- WRITTEN REQUEST -
Which lines of the material below contain the word "hillside"? Pull out every such line and copy it in full, counting only matches with the same capitalization.
** start of INPUT **
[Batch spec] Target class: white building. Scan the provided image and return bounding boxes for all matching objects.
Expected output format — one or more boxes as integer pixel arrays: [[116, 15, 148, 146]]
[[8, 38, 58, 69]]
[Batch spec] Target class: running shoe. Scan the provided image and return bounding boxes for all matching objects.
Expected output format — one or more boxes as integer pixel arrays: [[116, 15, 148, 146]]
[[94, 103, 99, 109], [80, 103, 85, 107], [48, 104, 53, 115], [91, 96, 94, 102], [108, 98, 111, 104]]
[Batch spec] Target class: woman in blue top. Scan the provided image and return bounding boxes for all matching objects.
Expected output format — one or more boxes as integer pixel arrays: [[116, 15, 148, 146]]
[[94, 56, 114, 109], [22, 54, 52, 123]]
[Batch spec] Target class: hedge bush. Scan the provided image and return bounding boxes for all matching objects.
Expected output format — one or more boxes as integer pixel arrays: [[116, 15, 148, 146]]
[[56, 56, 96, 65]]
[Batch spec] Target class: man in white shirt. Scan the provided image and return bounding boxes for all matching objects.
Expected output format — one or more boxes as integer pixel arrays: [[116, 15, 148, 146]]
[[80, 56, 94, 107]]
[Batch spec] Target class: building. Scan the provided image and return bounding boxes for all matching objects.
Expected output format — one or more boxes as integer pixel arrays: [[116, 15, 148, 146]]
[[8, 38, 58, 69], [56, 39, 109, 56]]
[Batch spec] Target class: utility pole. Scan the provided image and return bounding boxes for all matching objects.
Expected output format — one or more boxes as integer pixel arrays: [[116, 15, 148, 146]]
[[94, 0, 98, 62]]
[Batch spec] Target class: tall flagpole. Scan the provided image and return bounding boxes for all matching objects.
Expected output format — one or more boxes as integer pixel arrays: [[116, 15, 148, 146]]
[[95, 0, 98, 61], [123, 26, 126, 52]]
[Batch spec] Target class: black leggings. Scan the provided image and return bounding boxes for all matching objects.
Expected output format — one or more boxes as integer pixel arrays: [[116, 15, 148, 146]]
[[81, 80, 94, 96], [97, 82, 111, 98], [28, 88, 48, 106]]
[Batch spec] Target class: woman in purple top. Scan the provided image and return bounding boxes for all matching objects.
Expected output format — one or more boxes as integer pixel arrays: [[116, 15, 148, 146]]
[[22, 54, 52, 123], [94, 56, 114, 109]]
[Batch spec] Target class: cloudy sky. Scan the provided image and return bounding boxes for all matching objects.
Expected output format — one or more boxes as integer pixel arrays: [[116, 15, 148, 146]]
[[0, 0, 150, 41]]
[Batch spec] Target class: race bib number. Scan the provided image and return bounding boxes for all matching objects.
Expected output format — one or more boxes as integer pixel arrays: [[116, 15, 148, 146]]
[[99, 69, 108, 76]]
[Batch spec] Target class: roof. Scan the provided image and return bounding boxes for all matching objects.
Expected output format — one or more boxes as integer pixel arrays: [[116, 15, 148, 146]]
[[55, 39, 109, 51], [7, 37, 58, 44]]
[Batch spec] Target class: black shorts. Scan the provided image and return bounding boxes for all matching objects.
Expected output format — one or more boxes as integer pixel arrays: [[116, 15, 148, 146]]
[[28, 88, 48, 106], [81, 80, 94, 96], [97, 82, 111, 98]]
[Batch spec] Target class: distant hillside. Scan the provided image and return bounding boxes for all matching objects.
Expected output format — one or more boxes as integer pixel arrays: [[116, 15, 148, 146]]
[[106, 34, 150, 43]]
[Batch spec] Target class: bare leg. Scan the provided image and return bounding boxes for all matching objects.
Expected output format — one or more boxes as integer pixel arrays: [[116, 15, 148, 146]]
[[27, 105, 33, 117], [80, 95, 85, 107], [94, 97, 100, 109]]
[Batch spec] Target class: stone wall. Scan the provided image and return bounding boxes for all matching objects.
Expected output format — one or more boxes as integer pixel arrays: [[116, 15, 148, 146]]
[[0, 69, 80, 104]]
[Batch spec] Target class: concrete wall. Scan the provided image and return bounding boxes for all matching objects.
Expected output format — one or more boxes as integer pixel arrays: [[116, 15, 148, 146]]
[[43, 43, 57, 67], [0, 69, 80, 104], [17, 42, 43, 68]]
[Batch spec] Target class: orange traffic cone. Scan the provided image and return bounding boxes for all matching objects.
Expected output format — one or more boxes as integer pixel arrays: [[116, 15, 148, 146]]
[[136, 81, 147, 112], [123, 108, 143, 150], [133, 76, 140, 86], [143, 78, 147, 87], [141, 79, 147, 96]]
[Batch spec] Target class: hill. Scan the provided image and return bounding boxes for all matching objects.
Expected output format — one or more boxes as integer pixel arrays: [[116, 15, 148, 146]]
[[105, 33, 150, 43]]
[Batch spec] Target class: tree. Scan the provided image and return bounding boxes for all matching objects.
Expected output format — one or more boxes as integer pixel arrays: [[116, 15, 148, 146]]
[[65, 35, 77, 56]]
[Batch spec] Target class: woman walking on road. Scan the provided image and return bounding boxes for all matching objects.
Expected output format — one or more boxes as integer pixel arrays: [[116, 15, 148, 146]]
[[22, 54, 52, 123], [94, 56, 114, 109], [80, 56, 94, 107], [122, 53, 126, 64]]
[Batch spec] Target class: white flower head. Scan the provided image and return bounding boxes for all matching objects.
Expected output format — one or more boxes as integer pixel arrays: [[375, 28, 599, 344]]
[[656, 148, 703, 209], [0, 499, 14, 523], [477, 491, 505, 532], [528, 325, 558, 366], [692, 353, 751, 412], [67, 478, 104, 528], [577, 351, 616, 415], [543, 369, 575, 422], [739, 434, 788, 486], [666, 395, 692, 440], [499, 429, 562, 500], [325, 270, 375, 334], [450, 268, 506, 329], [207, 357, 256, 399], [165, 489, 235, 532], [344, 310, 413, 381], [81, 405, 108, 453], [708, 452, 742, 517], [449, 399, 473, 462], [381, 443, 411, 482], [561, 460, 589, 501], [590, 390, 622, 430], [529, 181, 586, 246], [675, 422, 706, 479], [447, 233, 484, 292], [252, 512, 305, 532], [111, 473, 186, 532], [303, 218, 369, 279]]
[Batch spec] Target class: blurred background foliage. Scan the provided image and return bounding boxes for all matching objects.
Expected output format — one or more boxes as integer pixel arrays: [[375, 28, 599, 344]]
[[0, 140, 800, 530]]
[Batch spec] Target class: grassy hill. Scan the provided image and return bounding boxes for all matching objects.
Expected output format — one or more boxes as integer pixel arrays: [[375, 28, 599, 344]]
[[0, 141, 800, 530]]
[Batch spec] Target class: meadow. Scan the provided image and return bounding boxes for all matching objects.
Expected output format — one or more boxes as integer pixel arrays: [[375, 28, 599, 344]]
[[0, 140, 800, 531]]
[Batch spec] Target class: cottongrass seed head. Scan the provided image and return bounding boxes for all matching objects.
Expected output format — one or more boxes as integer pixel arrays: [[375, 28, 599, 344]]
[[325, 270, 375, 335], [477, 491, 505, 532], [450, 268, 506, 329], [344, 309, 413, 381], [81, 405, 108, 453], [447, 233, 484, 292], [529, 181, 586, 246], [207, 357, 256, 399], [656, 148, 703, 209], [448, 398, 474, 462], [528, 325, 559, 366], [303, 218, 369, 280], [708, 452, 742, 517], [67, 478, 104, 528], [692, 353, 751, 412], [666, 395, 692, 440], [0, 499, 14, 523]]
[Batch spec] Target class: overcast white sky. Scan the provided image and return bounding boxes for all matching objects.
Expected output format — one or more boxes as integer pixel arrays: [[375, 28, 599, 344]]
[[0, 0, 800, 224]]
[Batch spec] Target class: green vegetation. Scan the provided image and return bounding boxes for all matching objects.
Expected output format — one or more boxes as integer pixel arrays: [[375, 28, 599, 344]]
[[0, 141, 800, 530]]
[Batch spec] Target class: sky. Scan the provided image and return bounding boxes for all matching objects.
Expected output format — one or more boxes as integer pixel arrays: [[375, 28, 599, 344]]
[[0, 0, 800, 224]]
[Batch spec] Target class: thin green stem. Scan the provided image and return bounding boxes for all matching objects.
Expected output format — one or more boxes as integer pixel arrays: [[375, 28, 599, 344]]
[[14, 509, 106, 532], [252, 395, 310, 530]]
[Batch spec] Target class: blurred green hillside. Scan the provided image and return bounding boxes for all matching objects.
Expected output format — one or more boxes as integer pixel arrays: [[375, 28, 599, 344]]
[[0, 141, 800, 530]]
** end of INPUT **
- COMPLETE OUTPUT -
[Batch spec] Target class: distant hillside. Scan the provided image and return bounding boxes for all matching objects.
[Batch spec] Target class: blurred green hillside. Scan the provided image and return bounding boxes for all matching objects.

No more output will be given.